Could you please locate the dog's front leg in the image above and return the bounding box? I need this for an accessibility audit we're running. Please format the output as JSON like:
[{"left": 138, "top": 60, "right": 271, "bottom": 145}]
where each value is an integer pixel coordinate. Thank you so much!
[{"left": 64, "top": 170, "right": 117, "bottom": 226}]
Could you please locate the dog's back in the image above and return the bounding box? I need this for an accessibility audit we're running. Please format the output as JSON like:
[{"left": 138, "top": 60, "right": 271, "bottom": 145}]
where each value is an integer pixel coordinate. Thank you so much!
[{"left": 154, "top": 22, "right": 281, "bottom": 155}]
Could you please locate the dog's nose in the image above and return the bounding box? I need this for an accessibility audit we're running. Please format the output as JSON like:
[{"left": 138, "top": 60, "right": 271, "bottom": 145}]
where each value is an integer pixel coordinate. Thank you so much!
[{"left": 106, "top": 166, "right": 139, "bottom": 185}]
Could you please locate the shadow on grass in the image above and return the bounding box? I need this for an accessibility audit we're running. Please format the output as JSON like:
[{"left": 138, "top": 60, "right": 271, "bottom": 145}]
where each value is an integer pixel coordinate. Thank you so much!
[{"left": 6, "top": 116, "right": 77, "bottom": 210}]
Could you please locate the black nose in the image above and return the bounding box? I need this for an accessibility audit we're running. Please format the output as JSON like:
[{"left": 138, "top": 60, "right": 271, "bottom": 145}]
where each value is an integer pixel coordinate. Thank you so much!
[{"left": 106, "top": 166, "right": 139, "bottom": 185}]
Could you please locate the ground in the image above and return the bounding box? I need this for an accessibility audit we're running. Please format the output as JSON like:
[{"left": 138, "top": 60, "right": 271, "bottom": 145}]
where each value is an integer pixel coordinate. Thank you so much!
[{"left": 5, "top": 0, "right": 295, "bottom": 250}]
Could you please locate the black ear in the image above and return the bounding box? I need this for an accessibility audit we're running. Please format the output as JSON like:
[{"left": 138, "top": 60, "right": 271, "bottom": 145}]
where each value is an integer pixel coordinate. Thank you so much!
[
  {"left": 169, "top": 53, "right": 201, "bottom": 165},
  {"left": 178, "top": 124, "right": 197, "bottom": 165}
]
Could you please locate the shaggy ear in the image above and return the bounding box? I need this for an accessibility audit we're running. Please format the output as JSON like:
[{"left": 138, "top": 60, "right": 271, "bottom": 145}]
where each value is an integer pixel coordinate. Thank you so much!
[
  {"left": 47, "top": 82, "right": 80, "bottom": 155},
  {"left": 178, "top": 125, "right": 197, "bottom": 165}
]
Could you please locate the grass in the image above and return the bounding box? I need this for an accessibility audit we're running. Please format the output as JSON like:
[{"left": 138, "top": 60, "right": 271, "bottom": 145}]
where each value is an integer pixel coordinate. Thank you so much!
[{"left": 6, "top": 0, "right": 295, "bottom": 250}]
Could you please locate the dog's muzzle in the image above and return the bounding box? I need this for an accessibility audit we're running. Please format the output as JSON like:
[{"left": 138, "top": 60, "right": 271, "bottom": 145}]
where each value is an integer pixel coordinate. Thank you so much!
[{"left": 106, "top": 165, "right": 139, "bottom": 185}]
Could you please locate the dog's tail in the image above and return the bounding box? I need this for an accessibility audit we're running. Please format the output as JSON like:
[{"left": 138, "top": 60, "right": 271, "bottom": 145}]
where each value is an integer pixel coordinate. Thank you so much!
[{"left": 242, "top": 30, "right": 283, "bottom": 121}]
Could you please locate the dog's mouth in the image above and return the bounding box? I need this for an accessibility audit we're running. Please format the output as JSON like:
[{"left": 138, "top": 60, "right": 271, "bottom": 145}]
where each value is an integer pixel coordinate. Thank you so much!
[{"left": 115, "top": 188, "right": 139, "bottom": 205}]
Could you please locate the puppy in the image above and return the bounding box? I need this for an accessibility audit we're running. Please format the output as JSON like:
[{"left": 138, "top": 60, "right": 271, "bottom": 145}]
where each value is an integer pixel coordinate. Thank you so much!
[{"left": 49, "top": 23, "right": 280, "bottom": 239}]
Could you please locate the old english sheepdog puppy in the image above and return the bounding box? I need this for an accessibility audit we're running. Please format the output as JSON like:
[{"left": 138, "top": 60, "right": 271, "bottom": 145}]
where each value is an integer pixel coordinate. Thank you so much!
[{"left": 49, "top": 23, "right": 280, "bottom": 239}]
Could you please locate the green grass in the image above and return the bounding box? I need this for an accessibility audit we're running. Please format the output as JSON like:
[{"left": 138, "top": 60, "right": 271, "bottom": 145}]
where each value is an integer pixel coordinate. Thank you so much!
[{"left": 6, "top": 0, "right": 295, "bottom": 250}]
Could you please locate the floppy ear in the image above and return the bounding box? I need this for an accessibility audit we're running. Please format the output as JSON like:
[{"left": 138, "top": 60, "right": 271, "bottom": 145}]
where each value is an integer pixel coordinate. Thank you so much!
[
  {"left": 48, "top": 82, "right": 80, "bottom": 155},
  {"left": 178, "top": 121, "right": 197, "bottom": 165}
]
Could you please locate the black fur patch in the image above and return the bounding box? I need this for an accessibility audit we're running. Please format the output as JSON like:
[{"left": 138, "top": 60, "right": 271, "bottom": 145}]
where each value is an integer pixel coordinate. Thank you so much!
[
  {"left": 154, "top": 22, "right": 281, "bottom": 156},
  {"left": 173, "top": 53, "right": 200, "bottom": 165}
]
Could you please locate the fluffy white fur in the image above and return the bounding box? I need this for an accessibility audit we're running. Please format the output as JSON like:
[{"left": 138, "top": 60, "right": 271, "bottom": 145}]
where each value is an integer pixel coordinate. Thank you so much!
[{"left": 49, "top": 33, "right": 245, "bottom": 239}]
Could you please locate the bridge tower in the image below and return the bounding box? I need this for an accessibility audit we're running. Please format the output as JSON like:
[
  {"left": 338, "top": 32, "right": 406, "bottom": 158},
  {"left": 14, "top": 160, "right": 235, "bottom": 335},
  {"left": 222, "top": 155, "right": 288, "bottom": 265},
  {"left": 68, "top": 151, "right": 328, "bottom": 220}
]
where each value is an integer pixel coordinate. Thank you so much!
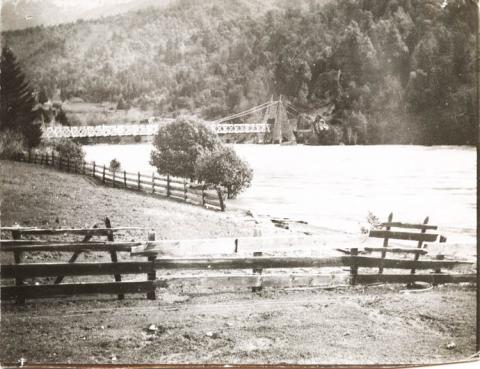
[{"left": 263, "top": 96, "right": 295, "bottom": 144}]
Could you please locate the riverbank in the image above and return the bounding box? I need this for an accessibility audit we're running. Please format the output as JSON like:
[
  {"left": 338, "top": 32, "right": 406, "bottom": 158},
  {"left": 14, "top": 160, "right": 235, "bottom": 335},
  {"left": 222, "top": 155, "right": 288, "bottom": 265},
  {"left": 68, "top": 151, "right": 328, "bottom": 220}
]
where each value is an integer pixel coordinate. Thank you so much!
[{"left": 0, "top": 161, "right": 475, "bottom": 364}]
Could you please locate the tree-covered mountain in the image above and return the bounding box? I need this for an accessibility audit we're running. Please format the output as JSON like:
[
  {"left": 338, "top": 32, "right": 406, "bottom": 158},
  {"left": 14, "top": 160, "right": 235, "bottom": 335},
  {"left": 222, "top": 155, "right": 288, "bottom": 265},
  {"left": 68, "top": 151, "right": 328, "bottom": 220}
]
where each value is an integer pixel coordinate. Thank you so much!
[{"left": 3, "top": 0, "right": 476, "bottom": 144}]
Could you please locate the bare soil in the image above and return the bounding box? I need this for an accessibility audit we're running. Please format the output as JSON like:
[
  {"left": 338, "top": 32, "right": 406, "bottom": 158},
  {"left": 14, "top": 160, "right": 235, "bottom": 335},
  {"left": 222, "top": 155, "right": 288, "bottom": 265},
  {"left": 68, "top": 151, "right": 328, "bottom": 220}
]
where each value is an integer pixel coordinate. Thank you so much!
[
  {"left": 0, "top": 286, "right": 475, "bottom": 364},
  {"left": 0, "top": 161, "right": 476, "bottom": 364}
]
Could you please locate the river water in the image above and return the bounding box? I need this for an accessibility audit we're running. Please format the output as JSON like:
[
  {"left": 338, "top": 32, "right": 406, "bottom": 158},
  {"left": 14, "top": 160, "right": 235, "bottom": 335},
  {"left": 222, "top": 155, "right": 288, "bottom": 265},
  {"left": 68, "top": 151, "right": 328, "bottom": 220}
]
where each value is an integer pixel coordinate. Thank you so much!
[{"left": 85, "top": 144, "right": 476, "bottom": 243}]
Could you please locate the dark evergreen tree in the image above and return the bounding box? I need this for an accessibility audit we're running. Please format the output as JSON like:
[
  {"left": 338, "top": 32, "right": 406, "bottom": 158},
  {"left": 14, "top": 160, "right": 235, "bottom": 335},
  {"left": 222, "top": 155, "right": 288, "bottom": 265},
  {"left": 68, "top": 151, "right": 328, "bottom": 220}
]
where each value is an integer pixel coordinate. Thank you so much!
[
  {"left": 38, "top": 88, "right": 48, "bottom": 104},
  {"left": 0, "top": 46, "right": 42, "bottom": 148}
]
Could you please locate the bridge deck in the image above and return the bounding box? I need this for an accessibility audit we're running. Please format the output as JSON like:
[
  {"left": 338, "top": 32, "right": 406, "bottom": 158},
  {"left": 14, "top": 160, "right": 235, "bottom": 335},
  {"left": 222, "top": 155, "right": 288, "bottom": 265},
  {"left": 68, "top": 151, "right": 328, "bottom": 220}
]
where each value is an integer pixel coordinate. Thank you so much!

···

* **What you have to do**:
Reproduce verbatim everything from the line containing "Could you please locate the dark" down to the final line of the records, both ends included.

* **Output**:
Could you please locate the dark evergreen tree in the image above and return the bounding box? I need this for an accessibility audit we're running. Please format the output as JSON like:
[
  {"left": 338, "top": 32, "right": 406, "bottom": 158},
  {"left": 14, "top": 160, "right": 235, "bottom": 335},
  {"left": 222, "top": 155, "right": 288, "bottom": 265},
  {"left": 68, "top": 151, "right": 328, "bottom": 220}
]
where each value is an integer pixel coordinate. Thank you so much!
[
  {"left": 38, "top": 88, "right": 48, "bottom": 104},
  {"left": 0, "top": 46, "right": 42, "bottom": 148}
]
Could you please locate the bridge deck in the image above and return the bounding box? I need this for an accessibility audit we're running. Please format the output as JSON like:
[
  {"left": 338, "top": 32, "right": 406, "bottom": 158},
  {"left": 14, "top": 160, "right": 235, "bottom": 335},
  {"left": 222, "top": 155, "right": 288, "bottom": 265},
  {"left": 68, "top": 151, "right": 328, "bottom": 220}
]
where each value is an integer pixel coordinate. Thank you so much!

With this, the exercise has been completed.